→ Assigned task
The records that follow are to be given again exactly. Do not carry over any image.

Exercise input: Begin

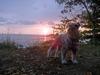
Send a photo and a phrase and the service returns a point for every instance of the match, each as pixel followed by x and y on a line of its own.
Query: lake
pixel 23 39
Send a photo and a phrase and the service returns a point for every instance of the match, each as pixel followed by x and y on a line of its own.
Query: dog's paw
pixel 64 62
pixel 75 62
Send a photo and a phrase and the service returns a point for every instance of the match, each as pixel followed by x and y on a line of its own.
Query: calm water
pixel 25 40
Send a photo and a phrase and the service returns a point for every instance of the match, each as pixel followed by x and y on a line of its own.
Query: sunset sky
pixel 28 16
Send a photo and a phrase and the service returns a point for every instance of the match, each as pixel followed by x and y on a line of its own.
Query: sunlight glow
pixel 46 31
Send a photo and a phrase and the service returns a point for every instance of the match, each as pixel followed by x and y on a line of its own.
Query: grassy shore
pixel 33 61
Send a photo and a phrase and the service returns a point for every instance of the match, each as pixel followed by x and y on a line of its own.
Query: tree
pixel 91 10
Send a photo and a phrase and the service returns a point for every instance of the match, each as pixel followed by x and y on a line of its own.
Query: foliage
pixel 92 9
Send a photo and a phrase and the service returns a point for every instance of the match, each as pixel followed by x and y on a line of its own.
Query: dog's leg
pixel 74 53
pixel 49 52
pixel 63 56
pixel 56 52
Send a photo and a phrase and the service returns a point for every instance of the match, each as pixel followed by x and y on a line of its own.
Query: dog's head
pixel 73 26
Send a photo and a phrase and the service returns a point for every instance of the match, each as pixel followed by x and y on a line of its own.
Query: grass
pixel 33 61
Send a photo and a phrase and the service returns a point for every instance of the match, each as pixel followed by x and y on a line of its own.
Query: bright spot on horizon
pixel 46 30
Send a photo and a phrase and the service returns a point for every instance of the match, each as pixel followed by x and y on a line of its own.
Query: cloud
pixel 9 21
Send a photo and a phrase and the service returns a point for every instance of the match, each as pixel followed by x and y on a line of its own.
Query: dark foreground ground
pixel 33 61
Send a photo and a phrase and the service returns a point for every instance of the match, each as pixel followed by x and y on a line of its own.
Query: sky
pixel 28 16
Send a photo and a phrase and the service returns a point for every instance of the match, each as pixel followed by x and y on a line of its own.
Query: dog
pixel 65 42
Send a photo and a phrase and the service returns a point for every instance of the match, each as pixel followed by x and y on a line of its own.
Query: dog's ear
pixel 77 25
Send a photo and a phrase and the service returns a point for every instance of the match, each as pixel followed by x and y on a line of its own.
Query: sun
pixel 46 31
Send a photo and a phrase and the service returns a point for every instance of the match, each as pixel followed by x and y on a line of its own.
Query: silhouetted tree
pixel 92 11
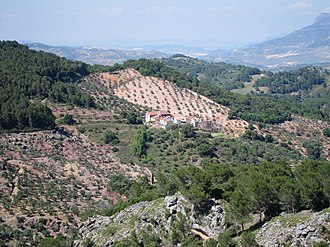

Exercise input: End

→ Exercise response
Send a photo and a phrase and the service returns a point for every instance of the match, each as pixel followed by x and y on a line of its own.
Query: lake
pixel 23 39
Send a photo and a phrase and the service returns a point for every instance of the match, each as pixel followed by x and y on a line of its own.
Query: dog's paw
pixel 64 62
pixel 75 62
Send a photo and a phrase and the service returns a point for every instance of the match, each as pixel followed by x and y on a line of its own.
Query: calm water
pixel 25 40
Send a photo and a phrase and the service returns a point for every instance of the match, each as pixel followed by x and y on a line of its own.
Query: sunset sky
pixel 28 16
Send a photo and a phrase and the service returns a point for every instance of the match, each as pixel followed by x and y on a line of its own.
Query: sunlight glow
pixel 46 31
Send a photo and a phrase and the service returns a point for every instance of the match, each as pixel followed by x and y on a line of its own.
Query: grassy shore
pixel 33 61
Send a photo and a phrase and the service returns a point for every instance of the match, each as pixel followed by x and y on a line of its own.
Query: tree
pixel 91 10
Send a photo and a phrase and the service returns a point for every instance of the match, each as pixel followed by x and y on a line of its own.
Query: foliage
pixel 92 9
Send a photo and a phrase and the service returns a point for every instance of the match, each as pixel followed by x and y on a line of its own.
Query: dog's leg
pixel 74 53
pixel 49 52
pixel 63 56
pixel 56 52
Send a photo and a phrase and the service returns a point for every instance of the match, each as pixel followed by x and y on a line of its own.
Query: dog's head
pixel 73 26
Send a photo and a phrase and the service returns a point for every instance of the match, each as pixel followed by x and y on a line of its own.
Query: grass
pixel 33 61
Send a photo and a phrase and the service returns a point for every instance of the match, each as pixel followed by x and y on a line of its own.
Query: bright spot on horizon
pixel 46 30
Send a photo and a phrase and the service returns a point for every instance of the match, each as pixel followed by x and y on a line of its own.
Query: cloud
pixel 9 21
Send a photo and a phrase and the service returns a point for every instance of the match, each as pixel followed by x and y on a line of its own.
Query: dark foreground ground
pixel 33 61
Send a photo and a phrase and the service returns a point for every instance of the match, each as pixel followed by x and y on a line of its own.
Query: sky
pixel 28 16
Send a photo and a phrase and the service returns a point for every instance of the match, each as pixel followed by x and y on a line of its own.
Query: dog
pixel 65 42
Send a photo and a phrase and the service returns a point for every instance of the match, each as pixel followed by x and y on a line of its own.
Query: dog's ear
pixel 77 25
Send a photo and a phrase and the service returns a point for every instance of the match, each as pixel followed by x and y on a line of its own.
Query: sun
pixel 46 31
Send a photo and a phrase and the service returns a point for every instance of the match, each as pixel followed by x and y on a line of its own.
Query: silhouetted tree
pixel 92 11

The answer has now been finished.